== Instructions for the task ==
Would you return exactly the lines below from the line with "Where can the wood floor" through the line with "Where can the embroidered", both included, and nothing else, leaving out the pictures?
*** Opening Data records ***
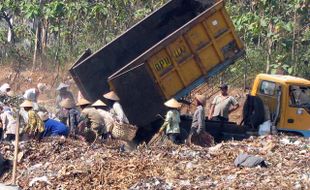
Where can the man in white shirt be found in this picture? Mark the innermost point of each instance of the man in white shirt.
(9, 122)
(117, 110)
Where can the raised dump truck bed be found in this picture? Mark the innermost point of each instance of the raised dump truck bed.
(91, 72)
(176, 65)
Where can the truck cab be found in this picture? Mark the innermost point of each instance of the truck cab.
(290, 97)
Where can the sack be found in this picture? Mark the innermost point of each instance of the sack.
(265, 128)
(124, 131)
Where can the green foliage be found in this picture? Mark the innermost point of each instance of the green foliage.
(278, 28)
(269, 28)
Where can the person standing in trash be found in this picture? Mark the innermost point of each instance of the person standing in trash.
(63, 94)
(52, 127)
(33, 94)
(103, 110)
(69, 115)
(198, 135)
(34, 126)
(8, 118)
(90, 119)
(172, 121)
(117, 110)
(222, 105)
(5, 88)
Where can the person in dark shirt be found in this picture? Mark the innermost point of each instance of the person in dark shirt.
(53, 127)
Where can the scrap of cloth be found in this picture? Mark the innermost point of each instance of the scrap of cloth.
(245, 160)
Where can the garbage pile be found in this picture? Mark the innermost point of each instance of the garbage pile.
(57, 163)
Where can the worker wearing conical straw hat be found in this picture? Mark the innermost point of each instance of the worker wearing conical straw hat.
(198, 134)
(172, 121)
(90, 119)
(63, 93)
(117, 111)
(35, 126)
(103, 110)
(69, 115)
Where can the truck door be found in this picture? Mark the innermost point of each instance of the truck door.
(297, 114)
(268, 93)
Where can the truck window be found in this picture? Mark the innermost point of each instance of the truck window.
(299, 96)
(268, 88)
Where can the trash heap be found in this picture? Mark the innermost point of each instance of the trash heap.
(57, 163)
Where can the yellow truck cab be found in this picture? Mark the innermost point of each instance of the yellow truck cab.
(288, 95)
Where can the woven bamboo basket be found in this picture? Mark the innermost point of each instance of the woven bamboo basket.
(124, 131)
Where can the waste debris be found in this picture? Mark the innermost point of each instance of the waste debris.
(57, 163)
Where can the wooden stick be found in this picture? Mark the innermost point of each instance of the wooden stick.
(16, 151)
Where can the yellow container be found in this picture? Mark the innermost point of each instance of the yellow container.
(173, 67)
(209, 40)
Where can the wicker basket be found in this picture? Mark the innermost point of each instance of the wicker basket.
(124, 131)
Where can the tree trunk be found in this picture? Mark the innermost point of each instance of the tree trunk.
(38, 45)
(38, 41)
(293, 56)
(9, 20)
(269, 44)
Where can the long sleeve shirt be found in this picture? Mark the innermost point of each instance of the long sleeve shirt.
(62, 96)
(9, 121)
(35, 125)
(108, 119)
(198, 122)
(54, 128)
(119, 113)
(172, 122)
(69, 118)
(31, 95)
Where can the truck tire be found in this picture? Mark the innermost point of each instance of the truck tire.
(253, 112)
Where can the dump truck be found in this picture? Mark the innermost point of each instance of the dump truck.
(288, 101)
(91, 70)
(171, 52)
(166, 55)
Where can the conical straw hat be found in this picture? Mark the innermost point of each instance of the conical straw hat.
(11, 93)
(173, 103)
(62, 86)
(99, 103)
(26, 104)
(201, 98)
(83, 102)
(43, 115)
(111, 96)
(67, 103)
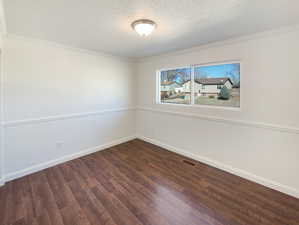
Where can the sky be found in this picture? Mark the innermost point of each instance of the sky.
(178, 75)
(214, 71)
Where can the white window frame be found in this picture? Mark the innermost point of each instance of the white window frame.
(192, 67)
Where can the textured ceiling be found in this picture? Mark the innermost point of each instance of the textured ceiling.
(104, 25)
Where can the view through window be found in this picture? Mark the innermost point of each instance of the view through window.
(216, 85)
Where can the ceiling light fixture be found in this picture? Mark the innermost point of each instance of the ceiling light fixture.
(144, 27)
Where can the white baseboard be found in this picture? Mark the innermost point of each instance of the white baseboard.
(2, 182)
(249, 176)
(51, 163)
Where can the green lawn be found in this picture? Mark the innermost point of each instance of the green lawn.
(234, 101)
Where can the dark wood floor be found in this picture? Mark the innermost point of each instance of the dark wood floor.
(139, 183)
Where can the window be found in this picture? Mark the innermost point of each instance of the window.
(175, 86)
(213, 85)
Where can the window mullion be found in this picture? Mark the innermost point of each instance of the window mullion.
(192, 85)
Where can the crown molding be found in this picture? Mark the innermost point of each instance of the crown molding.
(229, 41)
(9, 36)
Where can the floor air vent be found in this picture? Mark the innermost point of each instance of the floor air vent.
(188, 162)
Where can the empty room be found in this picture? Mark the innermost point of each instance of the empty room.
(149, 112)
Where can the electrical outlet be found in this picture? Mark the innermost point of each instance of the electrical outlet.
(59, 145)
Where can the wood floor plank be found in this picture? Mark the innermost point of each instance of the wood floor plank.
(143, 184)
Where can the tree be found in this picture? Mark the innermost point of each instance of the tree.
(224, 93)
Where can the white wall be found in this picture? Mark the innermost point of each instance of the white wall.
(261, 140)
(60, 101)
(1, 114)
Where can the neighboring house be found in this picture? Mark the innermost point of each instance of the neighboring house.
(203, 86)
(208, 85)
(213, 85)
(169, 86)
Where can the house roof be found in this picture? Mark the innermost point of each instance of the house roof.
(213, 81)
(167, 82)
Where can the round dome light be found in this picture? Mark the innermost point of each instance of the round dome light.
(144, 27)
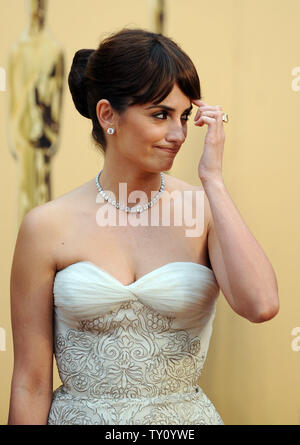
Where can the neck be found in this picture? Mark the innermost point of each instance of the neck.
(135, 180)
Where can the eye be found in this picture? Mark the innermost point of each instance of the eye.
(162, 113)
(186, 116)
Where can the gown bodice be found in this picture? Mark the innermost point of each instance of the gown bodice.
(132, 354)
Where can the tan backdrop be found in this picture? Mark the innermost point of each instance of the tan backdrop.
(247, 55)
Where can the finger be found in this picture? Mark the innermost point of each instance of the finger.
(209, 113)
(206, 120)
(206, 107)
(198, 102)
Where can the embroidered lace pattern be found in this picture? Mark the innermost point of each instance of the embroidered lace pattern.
*** Closing Data records ***
*** Opening Data records ***
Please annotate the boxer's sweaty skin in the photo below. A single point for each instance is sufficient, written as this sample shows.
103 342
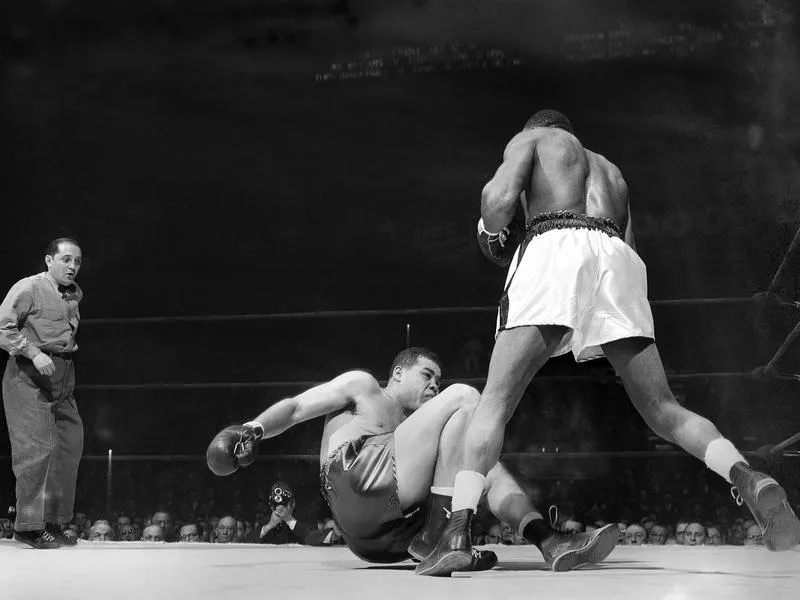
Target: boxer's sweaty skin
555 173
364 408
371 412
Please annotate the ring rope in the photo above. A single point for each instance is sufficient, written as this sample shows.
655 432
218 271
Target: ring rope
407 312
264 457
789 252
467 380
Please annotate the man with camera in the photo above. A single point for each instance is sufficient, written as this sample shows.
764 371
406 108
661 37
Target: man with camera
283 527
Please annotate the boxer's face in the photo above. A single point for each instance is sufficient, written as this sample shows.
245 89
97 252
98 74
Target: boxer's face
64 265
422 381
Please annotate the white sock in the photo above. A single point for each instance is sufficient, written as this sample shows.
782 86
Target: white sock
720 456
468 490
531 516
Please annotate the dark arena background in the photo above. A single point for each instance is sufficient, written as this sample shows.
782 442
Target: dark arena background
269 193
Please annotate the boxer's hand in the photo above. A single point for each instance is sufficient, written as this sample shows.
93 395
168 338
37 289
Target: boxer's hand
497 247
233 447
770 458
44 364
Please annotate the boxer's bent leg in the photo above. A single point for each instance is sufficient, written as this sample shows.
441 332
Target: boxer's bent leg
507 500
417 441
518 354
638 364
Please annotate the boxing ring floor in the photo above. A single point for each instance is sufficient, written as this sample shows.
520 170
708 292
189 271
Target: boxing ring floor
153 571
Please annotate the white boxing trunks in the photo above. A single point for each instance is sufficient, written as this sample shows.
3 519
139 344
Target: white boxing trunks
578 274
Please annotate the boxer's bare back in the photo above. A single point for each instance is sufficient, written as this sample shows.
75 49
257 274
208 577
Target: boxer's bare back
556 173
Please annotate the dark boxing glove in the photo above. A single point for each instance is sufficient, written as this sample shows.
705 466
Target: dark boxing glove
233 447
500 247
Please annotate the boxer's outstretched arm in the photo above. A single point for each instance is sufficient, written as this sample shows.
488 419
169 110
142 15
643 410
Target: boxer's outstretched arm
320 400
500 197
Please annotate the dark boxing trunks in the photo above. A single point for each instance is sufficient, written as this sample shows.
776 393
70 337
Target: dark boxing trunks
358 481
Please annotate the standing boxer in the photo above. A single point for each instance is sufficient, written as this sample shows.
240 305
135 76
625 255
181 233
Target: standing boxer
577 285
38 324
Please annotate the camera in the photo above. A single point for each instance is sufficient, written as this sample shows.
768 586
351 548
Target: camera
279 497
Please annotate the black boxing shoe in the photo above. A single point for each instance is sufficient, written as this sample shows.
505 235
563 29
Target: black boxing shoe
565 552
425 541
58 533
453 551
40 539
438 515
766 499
*** Closing Data records ***
*** Opening Data records ***
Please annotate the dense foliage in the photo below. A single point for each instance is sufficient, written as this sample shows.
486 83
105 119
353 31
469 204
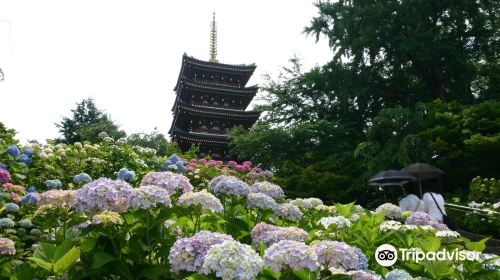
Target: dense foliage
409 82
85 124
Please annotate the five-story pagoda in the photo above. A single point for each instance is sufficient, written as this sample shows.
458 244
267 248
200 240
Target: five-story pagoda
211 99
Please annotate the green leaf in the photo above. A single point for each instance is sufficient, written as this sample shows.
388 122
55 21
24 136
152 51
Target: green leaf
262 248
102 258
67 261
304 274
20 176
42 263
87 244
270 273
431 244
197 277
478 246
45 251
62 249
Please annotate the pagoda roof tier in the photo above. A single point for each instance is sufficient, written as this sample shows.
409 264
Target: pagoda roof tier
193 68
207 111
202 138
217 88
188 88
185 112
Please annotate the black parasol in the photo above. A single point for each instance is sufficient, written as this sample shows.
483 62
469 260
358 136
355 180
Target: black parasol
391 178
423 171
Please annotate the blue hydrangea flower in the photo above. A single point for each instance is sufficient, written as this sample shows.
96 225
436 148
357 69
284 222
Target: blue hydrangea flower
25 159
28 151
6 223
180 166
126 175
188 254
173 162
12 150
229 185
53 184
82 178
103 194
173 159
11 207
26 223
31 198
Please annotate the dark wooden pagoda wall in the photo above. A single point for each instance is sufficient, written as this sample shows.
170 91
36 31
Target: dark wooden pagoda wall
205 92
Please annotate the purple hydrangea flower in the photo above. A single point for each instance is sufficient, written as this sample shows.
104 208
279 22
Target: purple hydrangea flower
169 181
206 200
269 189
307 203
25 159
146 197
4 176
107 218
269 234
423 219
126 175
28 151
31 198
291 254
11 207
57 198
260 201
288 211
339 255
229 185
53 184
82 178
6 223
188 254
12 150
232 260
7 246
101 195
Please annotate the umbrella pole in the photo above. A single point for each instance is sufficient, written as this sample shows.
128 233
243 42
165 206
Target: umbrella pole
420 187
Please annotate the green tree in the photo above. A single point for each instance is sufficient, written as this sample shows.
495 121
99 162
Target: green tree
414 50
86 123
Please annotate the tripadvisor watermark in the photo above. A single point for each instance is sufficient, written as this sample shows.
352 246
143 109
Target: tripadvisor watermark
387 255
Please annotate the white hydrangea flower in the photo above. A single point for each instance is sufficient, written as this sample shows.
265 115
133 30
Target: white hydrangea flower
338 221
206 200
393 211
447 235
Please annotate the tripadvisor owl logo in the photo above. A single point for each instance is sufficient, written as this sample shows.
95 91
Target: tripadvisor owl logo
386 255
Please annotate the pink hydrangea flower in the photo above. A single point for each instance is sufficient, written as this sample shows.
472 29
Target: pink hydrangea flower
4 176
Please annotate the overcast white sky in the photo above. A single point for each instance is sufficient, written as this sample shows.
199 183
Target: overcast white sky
*** Closing Data records ***
== Result ==
Where can the wood floor plank be found in this picture? Mark the innermost point of each instance of the wood floor plank.
(143, 184)
Where can the tree be found in this picture? Mark the innermost point of each instance of the tree.
(224, 93)
Where can the white wall be found in this picture? Mark the innermost point of each instance of the white wall.
(261, 140)
(60, 101)
(1, 114)
Where can the neighboring house be found in this picture? Mark the innermost point of each instance of the neighboring house.
(203, 86)
(208, 85)
(213, 85)
(169, 86)
Where can the house roof be found in this picture? Mark the innermost point of each instance of the house roof.
(213, 81)
(167, 82)
Where can the round dome light be found in this picture? Mark the innermost point of each instance of the round dome light.
(144, 27)
Where can the neck be found in this picture? Mark the innermost point of each instance of the neck.
(135, 180)
Where can the eye be found in this picture? Mark the innermost point of each instance of the eye.
(162, 113)
(186, 116)
Where can the gown bodice be found in this picture? Mark the innermost point of each instance of the gown bodice.
(132, 354)
Where can the tan backdrop be found in this picture? Mark the innermost point of each instance of the tan backdrop.
(247, 55)
Where can the finger be found in this picture? Mark the innermost point of each instance of the finger.
(209, 113)
(206, 120)
(206, 107)
(198, 102)
Where can the embroidered lace pattern be found in this picture? Mark the innermost point of each instance of the embroidered lace pattern.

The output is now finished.